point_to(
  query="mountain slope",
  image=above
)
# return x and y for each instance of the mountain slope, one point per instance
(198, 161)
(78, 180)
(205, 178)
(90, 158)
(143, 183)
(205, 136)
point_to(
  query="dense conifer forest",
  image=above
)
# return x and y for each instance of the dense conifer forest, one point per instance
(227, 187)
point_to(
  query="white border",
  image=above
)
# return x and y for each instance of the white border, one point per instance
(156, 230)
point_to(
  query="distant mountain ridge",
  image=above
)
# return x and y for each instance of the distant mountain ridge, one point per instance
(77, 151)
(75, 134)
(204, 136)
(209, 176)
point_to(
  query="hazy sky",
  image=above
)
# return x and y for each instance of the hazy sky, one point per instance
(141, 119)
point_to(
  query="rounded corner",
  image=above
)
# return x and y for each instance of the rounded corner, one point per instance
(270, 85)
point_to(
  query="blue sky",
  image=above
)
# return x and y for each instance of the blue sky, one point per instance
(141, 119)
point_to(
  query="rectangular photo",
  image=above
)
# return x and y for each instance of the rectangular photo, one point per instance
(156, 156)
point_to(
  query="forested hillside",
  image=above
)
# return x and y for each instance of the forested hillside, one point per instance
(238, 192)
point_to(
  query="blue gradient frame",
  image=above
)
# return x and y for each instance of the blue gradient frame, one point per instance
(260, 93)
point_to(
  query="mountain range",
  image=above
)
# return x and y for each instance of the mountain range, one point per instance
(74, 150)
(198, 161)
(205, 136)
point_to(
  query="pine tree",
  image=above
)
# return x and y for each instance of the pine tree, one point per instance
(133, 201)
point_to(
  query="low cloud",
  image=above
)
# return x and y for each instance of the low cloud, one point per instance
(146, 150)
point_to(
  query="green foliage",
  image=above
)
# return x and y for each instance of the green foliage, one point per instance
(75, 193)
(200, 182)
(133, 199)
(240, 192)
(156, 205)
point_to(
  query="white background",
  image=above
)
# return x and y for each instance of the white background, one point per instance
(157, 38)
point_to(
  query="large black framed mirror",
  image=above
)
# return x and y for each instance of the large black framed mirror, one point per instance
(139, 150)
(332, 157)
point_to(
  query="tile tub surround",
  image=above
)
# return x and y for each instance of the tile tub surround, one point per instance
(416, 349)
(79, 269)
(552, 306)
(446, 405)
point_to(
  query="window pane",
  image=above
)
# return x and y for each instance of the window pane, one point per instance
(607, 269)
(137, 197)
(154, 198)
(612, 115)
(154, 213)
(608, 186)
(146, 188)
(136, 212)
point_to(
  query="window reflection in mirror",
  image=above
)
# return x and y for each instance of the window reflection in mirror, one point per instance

------------------------------------------------------------

__EXERCISE OBJECTIVE__. Lines are to be repeated exactly from the one that contains "# return x and y for each instance of the tile" through the last line of the listing, with both ends kept and no others added.

__WRITTEN ANSWER__.
# return x and y for each instance of the tile tub surround, one point per instance
(416, 349)
(79, 269)
(552, 306)
(446, 405)
point_to(
  query="window pane",
  image=above
)
# return x and y for each instance of the window pane, one point per instance
(607, 269)
(137, 197)
(154, 198)
(612, 115)
(154, 213)
(608, 186)
(146, 188)
(136, 212)
point_to(
  query="window reflection in mirror",
  image=above
)
# return x and y for each instance of the window reflection in mirror, one point per instance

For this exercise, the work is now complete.